Records from a dataset:
____________________
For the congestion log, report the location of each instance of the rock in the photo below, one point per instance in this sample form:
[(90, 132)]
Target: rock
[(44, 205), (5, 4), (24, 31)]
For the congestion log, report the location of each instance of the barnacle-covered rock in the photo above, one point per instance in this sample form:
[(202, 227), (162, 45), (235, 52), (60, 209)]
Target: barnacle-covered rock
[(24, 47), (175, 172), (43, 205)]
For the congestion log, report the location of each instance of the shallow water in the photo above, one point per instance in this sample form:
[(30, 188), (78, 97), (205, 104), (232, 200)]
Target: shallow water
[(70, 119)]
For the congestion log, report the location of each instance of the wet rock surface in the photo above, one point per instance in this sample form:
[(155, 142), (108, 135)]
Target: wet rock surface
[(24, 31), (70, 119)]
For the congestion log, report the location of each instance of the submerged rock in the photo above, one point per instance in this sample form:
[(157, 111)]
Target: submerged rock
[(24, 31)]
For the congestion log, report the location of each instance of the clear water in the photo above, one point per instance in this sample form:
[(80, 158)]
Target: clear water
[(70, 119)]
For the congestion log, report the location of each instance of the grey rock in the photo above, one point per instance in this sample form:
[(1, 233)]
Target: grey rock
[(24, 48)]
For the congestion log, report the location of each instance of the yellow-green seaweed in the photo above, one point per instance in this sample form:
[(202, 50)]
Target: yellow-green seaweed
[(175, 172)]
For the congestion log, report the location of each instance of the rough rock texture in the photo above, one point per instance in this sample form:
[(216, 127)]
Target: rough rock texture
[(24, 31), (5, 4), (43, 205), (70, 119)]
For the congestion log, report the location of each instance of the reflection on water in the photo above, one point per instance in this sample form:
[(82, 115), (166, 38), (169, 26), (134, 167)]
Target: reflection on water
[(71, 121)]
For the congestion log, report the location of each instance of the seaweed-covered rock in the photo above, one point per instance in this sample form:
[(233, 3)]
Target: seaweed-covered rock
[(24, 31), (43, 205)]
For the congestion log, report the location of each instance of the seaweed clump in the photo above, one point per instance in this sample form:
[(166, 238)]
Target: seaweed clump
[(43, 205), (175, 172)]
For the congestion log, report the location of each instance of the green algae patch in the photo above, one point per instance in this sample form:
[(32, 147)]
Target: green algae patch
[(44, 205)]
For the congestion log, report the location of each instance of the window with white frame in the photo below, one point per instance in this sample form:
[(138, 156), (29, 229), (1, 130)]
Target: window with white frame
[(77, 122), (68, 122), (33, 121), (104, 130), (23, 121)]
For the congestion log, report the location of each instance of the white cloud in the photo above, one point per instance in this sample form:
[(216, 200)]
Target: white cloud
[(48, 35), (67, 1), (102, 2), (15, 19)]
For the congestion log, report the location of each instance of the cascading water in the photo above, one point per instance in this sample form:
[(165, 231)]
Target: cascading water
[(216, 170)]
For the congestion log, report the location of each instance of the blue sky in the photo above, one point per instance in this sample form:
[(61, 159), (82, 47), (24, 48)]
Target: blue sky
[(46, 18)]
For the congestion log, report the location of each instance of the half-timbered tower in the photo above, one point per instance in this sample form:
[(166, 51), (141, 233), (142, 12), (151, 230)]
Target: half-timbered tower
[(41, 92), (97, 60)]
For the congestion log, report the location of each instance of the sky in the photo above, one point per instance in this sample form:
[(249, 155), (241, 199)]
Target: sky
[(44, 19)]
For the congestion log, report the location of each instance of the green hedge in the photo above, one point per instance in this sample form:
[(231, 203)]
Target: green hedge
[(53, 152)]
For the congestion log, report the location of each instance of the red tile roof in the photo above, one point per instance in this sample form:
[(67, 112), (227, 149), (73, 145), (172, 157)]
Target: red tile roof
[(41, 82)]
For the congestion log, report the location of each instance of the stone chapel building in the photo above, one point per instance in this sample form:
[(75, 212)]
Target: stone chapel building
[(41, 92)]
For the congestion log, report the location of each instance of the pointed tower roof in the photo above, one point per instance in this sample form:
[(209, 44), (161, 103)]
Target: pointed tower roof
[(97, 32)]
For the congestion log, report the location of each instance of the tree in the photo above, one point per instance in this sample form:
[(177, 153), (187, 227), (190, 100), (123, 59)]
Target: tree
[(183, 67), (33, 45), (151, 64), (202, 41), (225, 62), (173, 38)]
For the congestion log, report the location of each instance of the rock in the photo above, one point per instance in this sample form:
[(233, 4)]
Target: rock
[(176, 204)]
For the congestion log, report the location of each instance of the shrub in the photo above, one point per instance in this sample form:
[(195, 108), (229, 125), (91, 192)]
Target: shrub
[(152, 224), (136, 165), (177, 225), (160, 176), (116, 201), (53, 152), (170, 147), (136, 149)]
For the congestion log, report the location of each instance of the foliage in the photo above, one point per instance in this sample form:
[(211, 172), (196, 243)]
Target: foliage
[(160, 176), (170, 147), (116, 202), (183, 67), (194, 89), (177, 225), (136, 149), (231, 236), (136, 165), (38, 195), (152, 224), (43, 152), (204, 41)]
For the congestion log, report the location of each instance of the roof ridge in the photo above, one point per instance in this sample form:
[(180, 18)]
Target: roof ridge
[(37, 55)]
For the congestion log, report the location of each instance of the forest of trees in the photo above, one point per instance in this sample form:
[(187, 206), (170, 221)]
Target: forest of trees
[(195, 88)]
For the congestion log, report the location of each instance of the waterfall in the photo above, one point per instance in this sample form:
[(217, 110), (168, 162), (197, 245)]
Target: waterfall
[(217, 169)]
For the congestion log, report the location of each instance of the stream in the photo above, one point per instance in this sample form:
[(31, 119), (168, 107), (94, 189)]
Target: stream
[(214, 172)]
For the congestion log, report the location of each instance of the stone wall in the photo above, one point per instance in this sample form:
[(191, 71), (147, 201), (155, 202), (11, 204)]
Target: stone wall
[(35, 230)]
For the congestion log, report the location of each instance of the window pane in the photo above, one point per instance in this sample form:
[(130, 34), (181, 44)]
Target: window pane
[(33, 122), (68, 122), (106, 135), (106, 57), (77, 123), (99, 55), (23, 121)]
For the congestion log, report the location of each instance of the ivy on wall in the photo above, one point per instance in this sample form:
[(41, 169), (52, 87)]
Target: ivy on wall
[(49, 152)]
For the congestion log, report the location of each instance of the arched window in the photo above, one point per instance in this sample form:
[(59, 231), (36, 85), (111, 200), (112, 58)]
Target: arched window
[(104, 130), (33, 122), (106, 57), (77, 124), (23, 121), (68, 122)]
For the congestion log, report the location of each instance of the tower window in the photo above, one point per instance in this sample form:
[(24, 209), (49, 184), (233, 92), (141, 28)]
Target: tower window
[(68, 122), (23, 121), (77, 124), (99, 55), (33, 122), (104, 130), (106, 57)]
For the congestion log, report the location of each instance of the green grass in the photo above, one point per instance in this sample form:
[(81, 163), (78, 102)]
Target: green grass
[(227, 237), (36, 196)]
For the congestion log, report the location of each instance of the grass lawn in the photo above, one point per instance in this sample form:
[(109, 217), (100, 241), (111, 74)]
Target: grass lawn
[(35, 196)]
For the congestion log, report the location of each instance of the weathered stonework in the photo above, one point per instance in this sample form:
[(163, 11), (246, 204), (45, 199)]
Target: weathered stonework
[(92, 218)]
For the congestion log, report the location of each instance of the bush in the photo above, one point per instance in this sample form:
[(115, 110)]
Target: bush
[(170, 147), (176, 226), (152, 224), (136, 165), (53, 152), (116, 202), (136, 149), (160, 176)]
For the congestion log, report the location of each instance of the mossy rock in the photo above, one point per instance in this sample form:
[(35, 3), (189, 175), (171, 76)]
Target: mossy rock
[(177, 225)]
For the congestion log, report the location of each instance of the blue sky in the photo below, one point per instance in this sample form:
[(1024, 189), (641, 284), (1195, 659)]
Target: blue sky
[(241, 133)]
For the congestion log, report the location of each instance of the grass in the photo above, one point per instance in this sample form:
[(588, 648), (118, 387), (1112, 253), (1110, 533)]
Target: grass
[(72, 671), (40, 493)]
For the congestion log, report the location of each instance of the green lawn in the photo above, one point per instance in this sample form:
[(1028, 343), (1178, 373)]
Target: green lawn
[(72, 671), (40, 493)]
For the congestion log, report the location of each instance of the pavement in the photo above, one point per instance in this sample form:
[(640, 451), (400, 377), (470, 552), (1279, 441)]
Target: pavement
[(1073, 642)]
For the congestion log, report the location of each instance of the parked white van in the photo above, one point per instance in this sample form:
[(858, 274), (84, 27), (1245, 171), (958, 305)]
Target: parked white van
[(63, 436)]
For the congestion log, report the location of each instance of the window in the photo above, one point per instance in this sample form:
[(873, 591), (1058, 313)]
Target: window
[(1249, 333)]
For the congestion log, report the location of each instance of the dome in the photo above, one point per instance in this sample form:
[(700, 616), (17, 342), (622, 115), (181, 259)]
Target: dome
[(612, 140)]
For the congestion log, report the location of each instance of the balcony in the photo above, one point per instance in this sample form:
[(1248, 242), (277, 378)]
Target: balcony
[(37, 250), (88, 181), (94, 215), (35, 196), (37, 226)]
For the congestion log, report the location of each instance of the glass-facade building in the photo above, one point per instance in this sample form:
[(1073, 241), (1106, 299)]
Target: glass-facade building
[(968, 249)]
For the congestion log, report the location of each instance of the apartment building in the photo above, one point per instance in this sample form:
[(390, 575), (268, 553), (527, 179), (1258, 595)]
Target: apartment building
____________________
TASK ->
Beginning with the line that contains "of the apartment" and ending with the last line of the data above, return those lines exactly and nothing else.

SOLUTION TO THE EXERCISE ->
For the congestion log, report the location of each instance of the apartment building in the photo above, one point per instance in this sample form:
[(390, 575), (268, 553), (527, 179), (1258, 595)]
Target: apartment building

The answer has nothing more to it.